◆ Page extract
┄┄┄┄┄┄┄┄┄┄
BYJU PILLAI President & CEO Inflow Technologies
Byju Pillai, President & CEO, Inflow Technologies, spoke to Ramdas S about the company’s plans after it bought back the equity stake of the Westcon Group. He also discussed the future of value-added distribution
You recently bought back the equity investment of the Westcon Group. While other distributors are known to be trying to sell their stakes, you are investing back in your business.
In 2008 Westcon invested 50 percent in Inflow with a plan to buy us out completely over a period of seven years. Over the last few years they increased their share to 54 percent. This investment made us stronger and paved the way for bringing Westcon and Comstor into the country.
┄┄┄┄┄┄┄┄┄┄
◆ Short exercise A
Reproduce the Inflow Technologies interview word for word from "BYJU PILLAI President" to "into the country.".
◆ Short exercise B
Carry on the Inflow Technologies interview past its final sentence.
The listing that comes next can be ignored.

◆ Raw data
┄┄┄┄┄┄┄┄┄┄
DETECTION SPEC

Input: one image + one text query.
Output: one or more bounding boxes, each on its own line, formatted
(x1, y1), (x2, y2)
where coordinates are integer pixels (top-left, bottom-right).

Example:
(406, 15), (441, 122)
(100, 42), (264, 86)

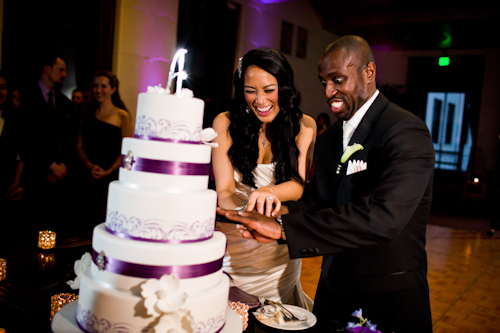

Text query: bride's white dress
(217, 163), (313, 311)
┄┄┄┄┄┄┄┄┄┄
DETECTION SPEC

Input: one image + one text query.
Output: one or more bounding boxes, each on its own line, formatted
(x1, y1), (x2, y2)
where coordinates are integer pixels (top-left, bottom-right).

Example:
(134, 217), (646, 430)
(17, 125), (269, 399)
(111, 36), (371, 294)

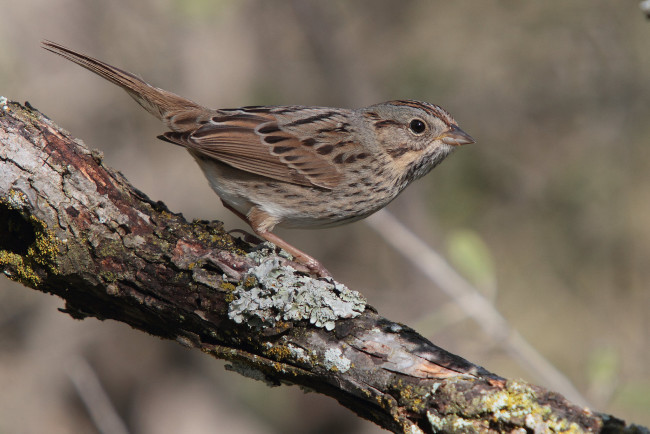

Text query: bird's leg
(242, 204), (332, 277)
┄┄┄┄┄┄┄┄┄┄
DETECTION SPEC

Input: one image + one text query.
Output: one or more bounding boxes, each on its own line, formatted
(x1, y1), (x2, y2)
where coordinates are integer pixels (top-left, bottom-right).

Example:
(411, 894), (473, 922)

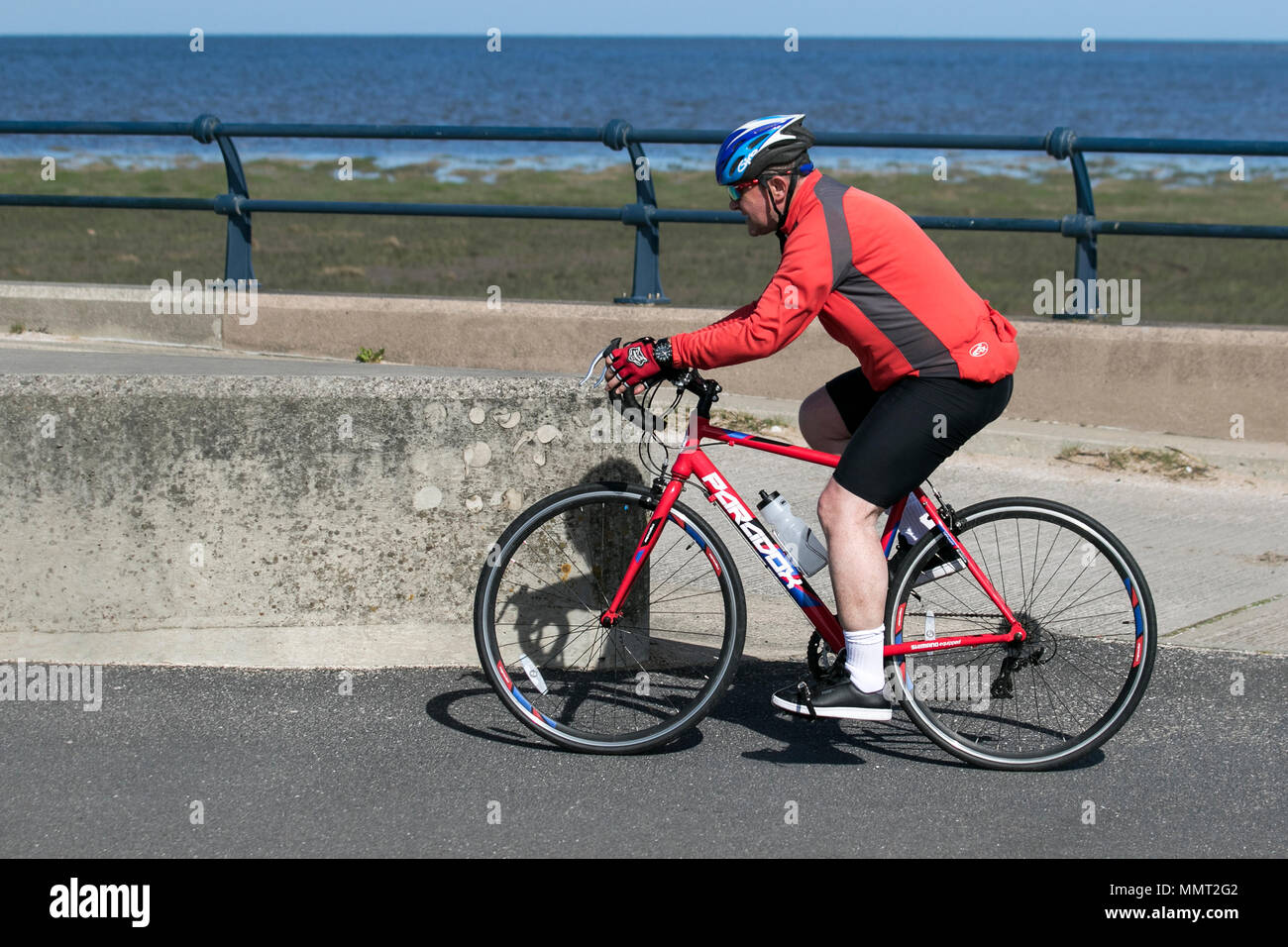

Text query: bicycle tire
┄┄┄┄┄┄┄┄┄┄
◆ Expected output A
BYJU PILLAI President & CEO Inflow Technologies
Byju Pillai, President & CEO, Inflow Technologies, spoke to Ramdas S about the company’s plans after it bought back the equity stake of the Westcon Group. He also discussed the future of value-added distribution
You recently bought back the equity investment of the Westcon Group. While other distributors are known to be trying to sell their stakes, you are investing back in your business.
In 2008 Westcon invested 50 percent in Inflow with a plan to buy us out completely over a period of seven years. Over the last few years they increased their share to 54 percent. This investment made us stronger and paved the way for bringing Westcon and Comstor into the country.

◆ Expected output B
However, in the past few quarters, Datatec, which owns the Westcon Group, has seen some loss in market share in Europe and North America where they generate major revenue. This has forced them to rethink their plans for many emerging markets, including India. We, the main stakeholders, directors and senior employees of Inflow who owned the remaining 46 percent felt that it was a great idea to buy back the shares, and we feel we got a fair deal. We are totally committed to the Indian and South Asian market, and have larger plans. Westcon India is today a division called Inflow Solutions, and the Comstor business has moved in with Cisco signing Inflow as a distributor.
Many other distributors are known to be negotiating for buy-outs. What do you think is a fair valuation for an Indian distributor?
It will depend on many parameters such as the assets owned, the vendor relationships, and the growth potential of the businesses they are in. I believe a ball-park figure would be 25-30 percent of the annual turnover for a valueadded distributor (VAD) and maybe 15-20 percent for a traditional distributor. Other parameters such as the real numbers in the balance sheet, bad debts and the quality of the team would also impact the valuation.
With so many disruptive technologies the role of a distributor is often questioned.
I think distributors are an integral part of the supply chain and are irreplaceable for almost all IT vendors. While some of the business models such as e-commerce and cloud computing are redefining the way things operate in the IT industry, we don’t see them reducing our value or impacting us in any way.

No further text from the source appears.